Text section:
__________

By Chris Henrickson, special to the Monitor
Photos by Chris Hendrickson
A man was wrestled to the ground by three Snohomish County Sheriff’s Officers last week, just off of Main Street in Sultan. The man, Sultan resident Mark Colburn, repeatedly rushed through a yellow caution-tape barrier set up by local authorities, shouting out inquiries as to the welfare of his child.
But it was all in good fun.
Audience participation was encouraged by officials at Snohomish County Fire Department District 5’s Mass Casualty Training Exercise which took place in Sultan at First and Alder on Tuesday, April 9. A scenario was created in which a school bus full of students had collided with a truck and rolled over onto its side. Sultan Fire District 5 led the drill, receiving assistance from the Sultan School District, the City of Sultan, Airlift Northwest, Snohomish County’s Department of Emergency Management, the Community Emergency Response Team and the Snohomish County Sheriff’s office.
Twenty-six Sultan High School students participated as actors, portraying injured accident victims, and were “rescued” from the immobilized bus. Simulated injuries ranged from mild to severe, and included one “code black” or deceased.
Bystanders were asked to react, as well, in an effort to add to the realism of the situation.
District 5 Fire Chief Merlin Halverson considered the training event a great success.

__________

Exercise aim:
Carry on the article about the Sultan mass casualty drill, picking up right after its final sentence. The data has no connection to the article about the Sultan mass casualty drill.

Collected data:
__________

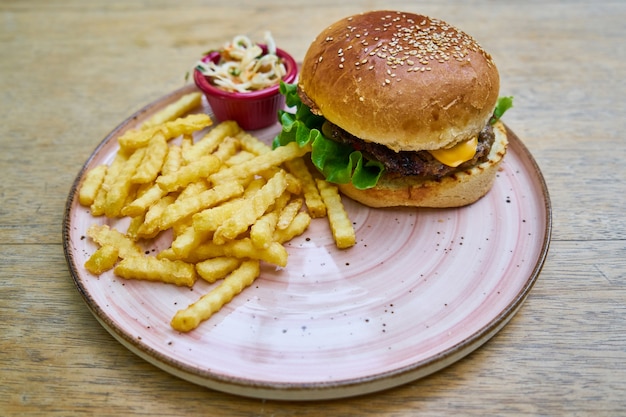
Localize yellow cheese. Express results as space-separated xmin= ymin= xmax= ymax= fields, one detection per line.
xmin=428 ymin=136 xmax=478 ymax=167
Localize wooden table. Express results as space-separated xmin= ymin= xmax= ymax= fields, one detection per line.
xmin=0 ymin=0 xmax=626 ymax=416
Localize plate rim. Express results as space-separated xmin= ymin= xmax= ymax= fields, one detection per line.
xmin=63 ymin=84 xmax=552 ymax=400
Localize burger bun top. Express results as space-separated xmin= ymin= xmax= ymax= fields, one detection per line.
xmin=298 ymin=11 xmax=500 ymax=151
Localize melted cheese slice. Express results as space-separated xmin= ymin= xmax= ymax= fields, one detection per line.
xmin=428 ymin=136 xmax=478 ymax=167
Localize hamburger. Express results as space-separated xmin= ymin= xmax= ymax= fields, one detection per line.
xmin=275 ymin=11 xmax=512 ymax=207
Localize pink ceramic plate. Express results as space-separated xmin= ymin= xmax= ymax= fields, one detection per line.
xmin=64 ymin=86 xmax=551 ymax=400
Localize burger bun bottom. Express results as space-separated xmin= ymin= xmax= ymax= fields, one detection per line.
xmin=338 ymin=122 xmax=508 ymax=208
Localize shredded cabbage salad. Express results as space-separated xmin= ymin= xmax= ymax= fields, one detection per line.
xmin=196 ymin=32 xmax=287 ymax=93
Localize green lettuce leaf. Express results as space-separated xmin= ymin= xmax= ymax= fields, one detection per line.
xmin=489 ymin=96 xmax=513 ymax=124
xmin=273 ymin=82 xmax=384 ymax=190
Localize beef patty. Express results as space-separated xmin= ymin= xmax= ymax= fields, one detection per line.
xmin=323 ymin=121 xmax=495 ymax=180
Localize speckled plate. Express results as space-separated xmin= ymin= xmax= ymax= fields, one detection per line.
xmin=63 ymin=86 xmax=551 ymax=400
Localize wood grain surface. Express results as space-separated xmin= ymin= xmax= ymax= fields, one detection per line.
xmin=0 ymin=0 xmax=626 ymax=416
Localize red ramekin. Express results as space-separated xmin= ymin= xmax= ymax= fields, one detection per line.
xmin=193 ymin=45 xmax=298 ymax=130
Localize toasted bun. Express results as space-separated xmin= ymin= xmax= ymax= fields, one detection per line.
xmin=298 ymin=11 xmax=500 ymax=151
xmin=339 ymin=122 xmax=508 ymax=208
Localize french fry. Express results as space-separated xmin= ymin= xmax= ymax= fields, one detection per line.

__________

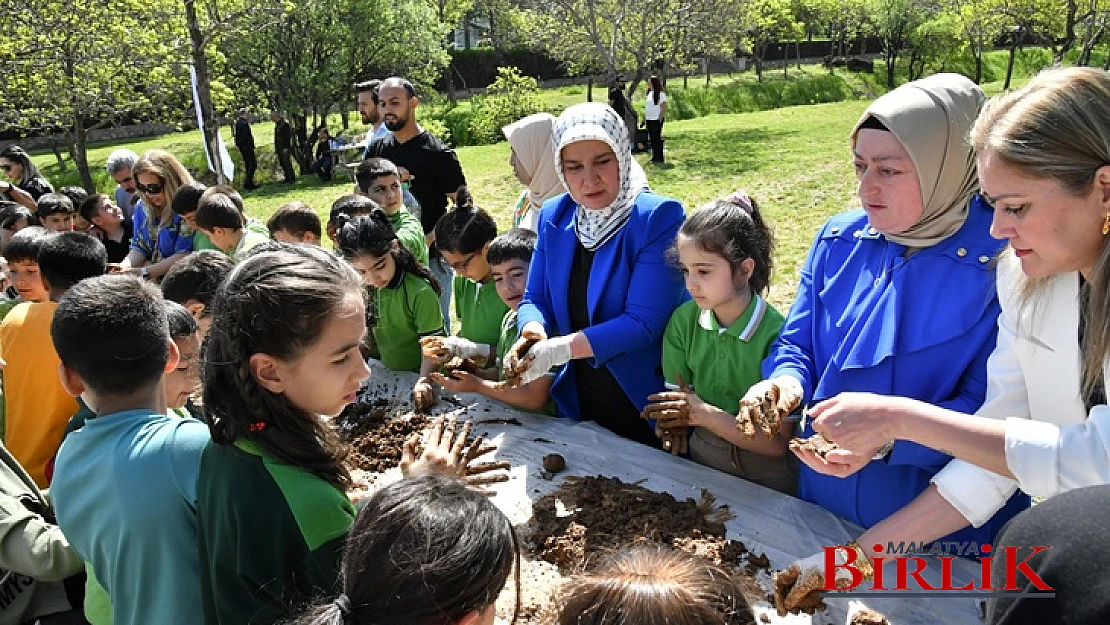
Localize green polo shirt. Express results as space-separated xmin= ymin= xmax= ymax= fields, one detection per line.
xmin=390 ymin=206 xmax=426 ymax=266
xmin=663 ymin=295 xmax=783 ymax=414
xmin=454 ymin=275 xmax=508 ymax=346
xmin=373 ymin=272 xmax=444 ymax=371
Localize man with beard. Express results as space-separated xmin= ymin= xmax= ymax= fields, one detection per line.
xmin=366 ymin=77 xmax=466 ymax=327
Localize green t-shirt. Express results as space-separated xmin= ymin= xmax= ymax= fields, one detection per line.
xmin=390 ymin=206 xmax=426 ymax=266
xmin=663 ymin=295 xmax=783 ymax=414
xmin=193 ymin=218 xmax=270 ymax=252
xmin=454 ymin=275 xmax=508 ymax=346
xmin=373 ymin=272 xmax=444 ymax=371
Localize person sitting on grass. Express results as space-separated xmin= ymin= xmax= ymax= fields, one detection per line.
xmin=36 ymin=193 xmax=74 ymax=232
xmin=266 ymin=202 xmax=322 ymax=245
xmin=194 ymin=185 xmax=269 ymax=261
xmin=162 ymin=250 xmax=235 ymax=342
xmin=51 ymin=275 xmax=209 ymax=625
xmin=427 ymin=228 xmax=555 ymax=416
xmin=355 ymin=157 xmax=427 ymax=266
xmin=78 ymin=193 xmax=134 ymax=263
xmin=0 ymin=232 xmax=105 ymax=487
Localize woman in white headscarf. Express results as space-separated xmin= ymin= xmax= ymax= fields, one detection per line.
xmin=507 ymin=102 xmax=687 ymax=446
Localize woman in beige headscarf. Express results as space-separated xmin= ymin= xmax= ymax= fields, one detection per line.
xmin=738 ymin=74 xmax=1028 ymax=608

__________

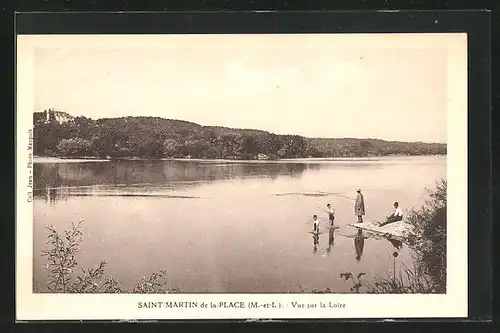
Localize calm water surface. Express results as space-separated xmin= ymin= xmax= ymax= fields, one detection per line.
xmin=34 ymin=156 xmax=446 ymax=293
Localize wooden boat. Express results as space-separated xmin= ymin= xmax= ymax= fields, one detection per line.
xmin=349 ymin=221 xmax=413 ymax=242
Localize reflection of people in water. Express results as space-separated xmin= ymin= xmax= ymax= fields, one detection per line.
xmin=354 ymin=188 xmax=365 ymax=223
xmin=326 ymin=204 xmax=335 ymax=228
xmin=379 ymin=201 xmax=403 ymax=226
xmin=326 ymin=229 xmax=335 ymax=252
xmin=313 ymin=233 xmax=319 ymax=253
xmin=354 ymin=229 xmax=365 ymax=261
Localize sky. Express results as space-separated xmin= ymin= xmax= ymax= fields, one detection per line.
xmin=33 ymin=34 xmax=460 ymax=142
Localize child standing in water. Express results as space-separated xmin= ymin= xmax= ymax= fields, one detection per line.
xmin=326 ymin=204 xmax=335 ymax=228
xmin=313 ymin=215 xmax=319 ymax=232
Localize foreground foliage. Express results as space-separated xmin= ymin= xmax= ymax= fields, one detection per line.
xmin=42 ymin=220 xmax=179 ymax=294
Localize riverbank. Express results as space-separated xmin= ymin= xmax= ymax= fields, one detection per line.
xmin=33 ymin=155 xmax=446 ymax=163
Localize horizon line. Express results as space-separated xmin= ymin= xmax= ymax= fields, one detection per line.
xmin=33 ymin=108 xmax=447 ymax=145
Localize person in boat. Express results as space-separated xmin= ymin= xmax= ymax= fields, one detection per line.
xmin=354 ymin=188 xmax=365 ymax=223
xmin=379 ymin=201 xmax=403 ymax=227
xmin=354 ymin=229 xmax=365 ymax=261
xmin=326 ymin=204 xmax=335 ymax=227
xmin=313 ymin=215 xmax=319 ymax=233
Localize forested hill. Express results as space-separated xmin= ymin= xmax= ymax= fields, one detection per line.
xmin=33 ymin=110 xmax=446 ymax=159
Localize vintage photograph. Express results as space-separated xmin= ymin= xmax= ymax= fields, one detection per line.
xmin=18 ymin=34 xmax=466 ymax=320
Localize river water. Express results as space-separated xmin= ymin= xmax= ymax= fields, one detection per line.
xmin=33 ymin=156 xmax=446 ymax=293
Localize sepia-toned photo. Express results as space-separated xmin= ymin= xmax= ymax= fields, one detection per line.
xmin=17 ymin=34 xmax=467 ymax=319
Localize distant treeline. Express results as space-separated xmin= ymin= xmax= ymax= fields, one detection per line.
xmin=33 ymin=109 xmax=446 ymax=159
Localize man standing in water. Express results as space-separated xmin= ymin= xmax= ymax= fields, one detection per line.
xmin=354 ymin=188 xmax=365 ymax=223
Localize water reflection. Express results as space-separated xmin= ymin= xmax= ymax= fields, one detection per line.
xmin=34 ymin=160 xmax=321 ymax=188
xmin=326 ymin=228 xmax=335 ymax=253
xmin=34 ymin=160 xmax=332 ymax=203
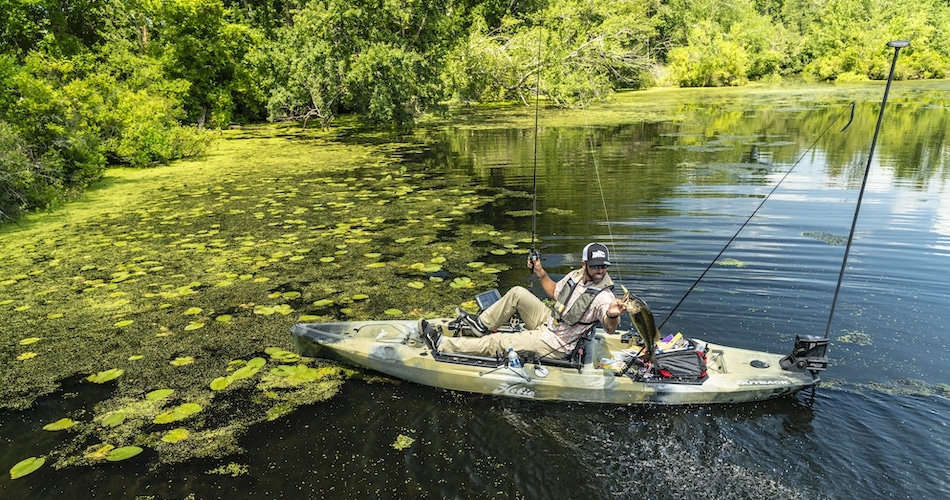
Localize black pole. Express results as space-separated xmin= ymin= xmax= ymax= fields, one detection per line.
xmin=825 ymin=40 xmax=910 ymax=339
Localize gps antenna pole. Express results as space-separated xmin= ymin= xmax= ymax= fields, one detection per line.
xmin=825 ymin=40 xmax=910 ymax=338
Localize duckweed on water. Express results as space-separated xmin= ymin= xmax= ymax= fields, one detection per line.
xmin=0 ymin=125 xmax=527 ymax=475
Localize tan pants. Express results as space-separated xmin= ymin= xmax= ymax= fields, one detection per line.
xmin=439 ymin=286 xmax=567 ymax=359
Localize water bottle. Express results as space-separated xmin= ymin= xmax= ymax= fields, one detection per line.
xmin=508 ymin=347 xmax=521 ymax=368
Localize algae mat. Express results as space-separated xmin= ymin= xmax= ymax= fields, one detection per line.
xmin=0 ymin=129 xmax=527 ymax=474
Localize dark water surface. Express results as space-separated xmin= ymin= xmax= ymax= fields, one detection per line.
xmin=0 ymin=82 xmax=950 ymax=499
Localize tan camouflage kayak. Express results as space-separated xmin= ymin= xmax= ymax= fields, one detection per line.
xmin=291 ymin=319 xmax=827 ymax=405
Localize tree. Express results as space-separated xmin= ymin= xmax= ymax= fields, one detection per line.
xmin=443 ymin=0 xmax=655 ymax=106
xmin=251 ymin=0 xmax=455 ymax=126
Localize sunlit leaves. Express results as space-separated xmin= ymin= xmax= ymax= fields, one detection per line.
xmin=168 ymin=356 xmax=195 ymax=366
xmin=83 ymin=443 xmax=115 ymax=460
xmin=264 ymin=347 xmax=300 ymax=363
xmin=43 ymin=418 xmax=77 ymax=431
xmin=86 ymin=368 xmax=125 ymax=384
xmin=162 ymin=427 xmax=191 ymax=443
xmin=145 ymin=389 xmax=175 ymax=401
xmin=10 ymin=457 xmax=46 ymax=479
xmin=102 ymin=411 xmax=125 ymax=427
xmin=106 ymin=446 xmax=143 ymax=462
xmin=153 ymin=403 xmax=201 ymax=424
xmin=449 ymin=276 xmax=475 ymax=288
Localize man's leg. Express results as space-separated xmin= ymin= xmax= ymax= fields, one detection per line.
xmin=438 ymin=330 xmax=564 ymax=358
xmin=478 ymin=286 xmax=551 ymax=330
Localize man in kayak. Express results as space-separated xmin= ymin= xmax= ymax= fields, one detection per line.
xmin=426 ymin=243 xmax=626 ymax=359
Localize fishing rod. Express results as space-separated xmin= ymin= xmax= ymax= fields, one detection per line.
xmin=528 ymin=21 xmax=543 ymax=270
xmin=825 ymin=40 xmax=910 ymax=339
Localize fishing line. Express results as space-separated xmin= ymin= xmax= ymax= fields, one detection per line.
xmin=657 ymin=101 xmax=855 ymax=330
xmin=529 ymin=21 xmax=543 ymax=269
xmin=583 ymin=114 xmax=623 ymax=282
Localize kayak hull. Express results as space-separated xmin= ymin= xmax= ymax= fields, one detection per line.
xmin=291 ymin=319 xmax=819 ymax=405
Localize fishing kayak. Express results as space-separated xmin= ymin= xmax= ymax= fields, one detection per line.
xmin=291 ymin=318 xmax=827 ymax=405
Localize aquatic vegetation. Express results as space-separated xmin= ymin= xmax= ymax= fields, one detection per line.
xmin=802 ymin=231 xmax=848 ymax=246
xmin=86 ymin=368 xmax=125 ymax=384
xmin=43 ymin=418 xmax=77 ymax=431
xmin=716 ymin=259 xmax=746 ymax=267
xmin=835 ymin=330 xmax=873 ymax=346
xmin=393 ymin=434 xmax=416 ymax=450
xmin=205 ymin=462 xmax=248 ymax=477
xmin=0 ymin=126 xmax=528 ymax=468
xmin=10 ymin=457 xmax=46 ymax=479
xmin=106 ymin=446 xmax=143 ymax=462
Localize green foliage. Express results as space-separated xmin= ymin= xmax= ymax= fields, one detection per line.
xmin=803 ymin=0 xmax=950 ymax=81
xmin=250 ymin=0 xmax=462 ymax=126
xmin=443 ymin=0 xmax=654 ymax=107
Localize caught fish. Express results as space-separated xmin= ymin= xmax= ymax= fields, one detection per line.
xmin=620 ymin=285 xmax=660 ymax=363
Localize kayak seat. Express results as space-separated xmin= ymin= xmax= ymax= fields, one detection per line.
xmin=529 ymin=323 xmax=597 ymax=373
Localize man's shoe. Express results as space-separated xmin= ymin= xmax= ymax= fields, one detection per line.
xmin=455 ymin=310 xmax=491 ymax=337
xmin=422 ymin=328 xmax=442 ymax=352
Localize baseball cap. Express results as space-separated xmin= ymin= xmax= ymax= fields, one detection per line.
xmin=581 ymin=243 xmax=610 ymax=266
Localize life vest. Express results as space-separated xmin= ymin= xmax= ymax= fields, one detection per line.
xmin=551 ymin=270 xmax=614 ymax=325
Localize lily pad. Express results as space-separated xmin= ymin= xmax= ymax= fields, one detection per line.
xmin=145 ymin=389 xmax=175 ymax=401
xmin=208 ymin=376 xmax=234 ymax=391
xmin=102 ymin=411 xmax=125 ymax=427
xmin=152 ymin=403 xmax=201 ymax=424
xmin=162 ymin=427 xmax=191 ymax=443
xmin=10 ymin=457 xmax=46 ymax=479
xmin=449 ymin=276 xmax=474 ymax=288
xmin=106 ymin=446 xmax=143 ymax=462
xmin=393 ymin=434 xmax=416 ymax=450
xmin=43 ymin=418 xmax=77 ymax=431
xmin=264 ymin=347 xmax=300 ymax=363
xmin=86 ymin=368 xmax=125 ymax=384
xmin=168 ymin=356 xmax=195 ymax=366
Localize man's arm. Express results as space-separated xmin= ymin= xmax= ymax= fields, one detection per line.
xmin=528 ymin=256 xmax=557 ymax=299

__________

Written answer:
“Mass casualty incidents are among the most complex and stressful events faced by emergency responders. They challenge our ability to provide resources, they challenge our skills and they challenge us emotionally. This is particularly so when children are involved,” stated Halverson.
“These large scale drills, although difficult and expensive to produce, closely imitate an actual event. This drill gave us confidence in our MCI plan, in our training and in our ability to work seamlessly with multiple agencies; it also provided direction for ongoing training and equipment purchases. Such drills assure the public that, when called upon, the fire service will respond confidently and competently,” Halverson continued.
The exercise was meant to simulate a mass casualty incident as closely to reality as possible. Injured students wore strategic makeup to portray bruising, contusions, and other wounds. Students playing victims who remained ambulatory were led off the bus through the front windshield, which had been previously removed. To improve access to the students portraying victims more severely injured, emergency workers sawed through the roof of the bus, creating a hatch.
Injured students were carried off the bus on stretchers and then brought to a triage area, with EMTs realistically emulating the process by which injured people are sorted based on how imminent their need for medical care.
The scene was wrought with authenticity as additional emergency workers converged on the triage area where they tended to the injured students. They collected data, assessed injuries, spread blankets, bandaged wounds and loaded the more seriously injured students into ambulances for theoretical transport to a local hospital.
An emergency transport helicopter was also present.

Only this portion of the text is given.